Requirement: Pick out every line in the listing below that contains the word "small", and copy each of those lines unchanged.
"""
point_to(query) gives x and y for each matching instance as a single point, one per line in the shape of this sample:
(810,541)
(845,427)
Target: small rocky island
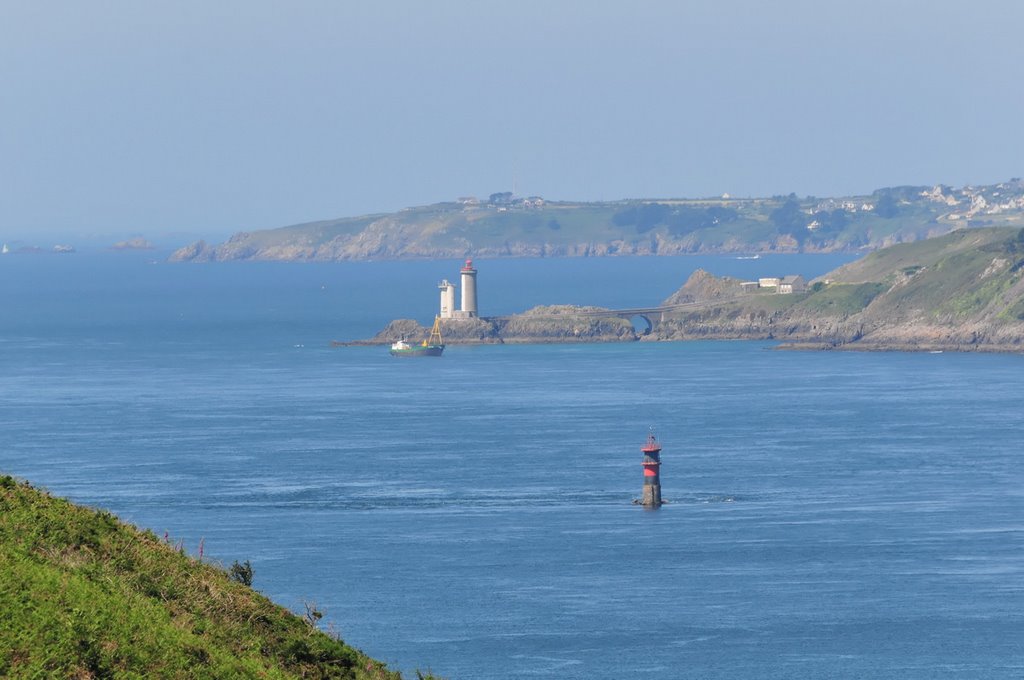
(963,291)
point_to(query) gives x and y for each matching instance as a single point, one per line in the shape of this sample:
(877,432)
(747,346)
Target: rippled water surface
(844,515)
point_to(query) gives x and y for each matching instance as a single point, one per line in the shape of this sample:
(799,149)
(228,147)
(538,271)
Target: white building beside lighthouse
(468,309)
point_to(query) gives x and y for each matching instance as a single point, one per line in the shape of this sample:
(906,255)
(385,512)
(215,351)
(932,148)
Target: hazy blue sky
(216,116)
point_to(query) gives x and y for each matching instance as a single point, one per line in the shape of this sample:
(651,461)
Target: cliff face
(507,226)
(963,291)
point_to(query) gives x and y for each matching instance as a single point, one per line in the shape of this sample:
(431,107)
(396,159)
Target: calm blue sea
(832,515)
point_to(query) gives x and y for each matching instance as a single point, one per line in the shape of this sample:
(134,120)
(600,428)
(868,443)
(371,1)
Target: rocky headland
(504,225)
(964,291)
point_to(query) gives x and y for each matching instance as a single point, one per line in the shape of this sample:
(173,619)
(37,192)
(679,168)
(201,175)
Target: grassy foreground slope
(83,595)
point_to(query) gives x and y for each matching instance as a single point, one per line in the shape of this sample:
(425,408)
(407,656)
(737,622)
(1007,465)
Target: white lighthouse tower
(469,290)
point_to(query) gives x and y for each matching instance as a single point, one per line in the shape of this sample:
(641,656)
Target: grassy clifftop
(507,226)
(961,291)
(83,595)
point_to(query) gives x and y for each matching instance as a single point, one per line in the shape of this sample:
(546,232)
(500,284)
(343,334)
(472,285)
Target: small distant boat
(431,346)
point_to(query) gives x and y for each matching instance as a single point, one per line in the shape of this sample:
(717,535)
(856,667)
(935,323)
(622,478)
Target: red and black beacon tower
(651,473)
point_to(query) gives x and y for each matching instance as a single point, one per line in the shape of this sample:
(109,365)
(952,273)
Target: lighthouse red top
(651,447)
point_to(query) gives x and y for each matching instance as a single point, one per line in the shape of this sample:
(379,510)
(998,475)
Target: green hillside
(961,291)
(503,225)
(83,595)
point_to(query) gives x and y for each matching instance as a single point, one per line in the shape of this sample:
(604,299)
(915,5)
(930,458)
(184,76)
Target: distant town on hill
(505,225)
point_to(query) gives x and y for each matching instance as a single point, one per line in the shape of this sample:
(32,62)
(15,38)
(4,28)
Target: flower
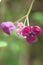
(31,33)
(8,27)
(20,26)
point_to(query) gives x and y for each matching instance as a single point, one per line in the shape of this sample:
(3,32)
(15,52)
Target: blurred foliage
(12,45)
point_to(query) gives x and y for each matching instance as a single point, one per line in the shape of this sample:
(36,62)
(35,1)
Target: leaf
(3,44)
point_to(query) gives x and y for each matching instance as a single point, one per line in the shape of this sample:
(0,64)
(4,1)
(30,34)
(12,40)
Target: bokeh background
(14,50)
"""
Solution below:
Target: small rocky island
Target: small distant boat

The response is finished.